■ **Request 1**: Pull out every line of the records below that contains the word "window".

■ **Text section**:
Ray and I decided to enter for the pétanque competition. Ray was drawn with a pretty neat couple of players and went off to one end of the park, and I became the handicap of a practically professional pétanque player, a wiry Algerian called Zappy. He soon saw that my standard was less than amateur and tried to show me a few tricks of the trade in the last minutes before the game. We lasted one round, thanks to the brilliance of Zappy, but he very kindly said that had I had professional boules, which were heavier, rather than the supermarket variety I was using, I would have made a much better show. The truth is that pétanque is a vicious game, and I was way out of my depth, both in my throwing skill and in the devious tactical gambits required. Ray and I have since spent many hours practising with professional boules. Perhaps one day we shall be asked to play again and make a better showing of ourselves.
The mayor and his daughter set up the tables and brought the bottles of Burgundy that had been promised, together with bottles of lemonade for the children, and once the last boule had been thrown the wine started to flow. The fire chief’s daughter had just been promoted, which was an occasion for further fervent kissing. There is no doubt that when you are promoted in the fire service in Montbard you get more kisses if you are the fire chief’s daughter and pretty as well; there is also no doubt that you get promoted. The crowds drank their glass of wine and wandered off down the hill into the town, and the crew of the Leo said farewell to their new-found friends and prepared for a morning departure. As we reached the barge our friend the charcutier appeared, bringing us a couple of bottles of wine for the journey and a special pâté. It looked delicious: our memories of the manufacture had dwindled.
The last act of the day, and the last gathering, was for the feux d’artifice, the firework display, though this also suffered from the lack of funds resulting from the expense of Buffon’s anniversary. The whole affair excited the firecracker throwers to such a frenzy that matters became quite unpleasant. I must confess that I do not like firecrackers. I was in Penang – the ‘jewel of the Orient’ – during the Malayan Emergency. The town had a large Chinese population, and a firecracker going off could mean that a bullet was on its way. On Christmas Eve 1953, I remember, it once meant just that – the pineapple plant under which I had thrown myself, on hearing what I thought was probably an exploding firecracker, was leaking juice.
Fireworks over, Montbard had had its holiday and the populace had had their dose of Revolution for another year. I very much hope this little town in Burgundy, bypassed by the motorways and the rest of France, goes on celebrating the fall of the Bastille for many centuries to come.

■ **Request 2**: In the passage about Montbard, what did the charcutier bring to the barge?

(Object pointing dataset records)
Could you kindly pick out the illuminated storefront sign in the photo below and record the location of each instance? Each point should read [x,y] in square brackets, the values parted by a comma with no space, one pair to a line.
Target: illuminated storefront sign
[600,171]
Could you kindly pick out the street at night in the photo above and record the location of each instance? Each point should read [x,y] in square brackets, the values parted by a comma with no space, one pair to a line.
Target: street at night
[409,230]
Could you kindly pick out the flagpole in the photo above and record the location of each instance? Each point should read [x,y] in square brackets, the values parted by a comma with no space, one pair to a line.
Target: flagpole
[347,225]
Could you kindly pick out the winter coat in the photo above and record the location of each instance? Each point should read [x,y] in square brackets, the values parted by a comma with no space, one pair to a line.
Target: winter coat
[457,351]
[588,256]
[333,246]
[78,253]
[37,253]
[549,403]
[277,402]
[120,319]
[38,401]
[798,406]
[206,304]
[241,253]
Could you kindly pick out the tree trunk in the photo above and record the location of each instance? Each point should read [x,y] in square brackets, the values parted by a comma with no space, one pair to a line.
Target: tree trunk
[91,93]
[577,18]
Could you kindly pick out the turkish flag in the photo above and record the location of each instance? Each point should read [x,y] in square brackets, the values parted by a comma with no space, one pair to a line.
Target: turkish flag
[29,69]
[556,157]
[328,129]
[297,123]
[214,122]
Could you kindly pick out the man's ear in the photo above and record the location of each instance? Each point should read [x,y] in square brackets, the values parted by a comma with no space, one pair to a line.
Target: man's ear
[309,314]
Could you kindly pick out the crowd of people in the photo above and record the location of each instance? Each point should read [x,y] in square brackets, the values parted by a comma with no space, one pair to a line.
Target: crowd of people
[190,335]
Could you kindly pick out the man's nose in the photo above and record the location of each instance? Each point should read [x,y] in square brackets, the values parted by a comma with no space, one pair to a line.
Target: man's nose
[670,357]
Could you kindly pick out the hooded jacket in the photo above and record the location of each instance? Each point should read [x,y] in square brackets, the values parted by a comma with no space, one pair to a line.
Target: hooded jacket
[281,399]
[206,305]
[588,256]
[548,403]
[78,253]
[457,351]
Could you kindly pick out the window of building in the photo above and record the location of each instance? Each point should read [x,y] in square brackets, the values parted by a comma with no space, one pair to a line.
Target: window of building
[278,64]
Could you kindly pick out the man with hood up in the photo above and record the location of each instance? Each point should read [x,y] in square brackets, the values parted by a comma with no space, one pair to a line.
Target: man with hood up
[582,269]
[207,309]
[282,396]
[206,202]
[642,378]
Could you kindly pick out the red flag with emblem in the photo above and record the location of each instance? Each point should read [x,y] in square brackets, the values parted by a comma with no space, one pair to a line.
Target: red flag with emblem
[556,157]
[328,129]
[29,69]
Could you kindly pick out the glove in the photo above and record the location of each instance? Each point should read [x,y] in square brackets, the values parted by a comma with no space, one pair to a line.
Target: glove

■ **Full solution 1**:
Could you kindly pick out the window of building in the photo above and record the location of each instance? Each point should read [x,y] in square brackets, the values parted by a comma with no space, one pair to a line.
Target: window of building

■ **Full solution 2**: A couple of bottles of wine for the journey and a special pâté.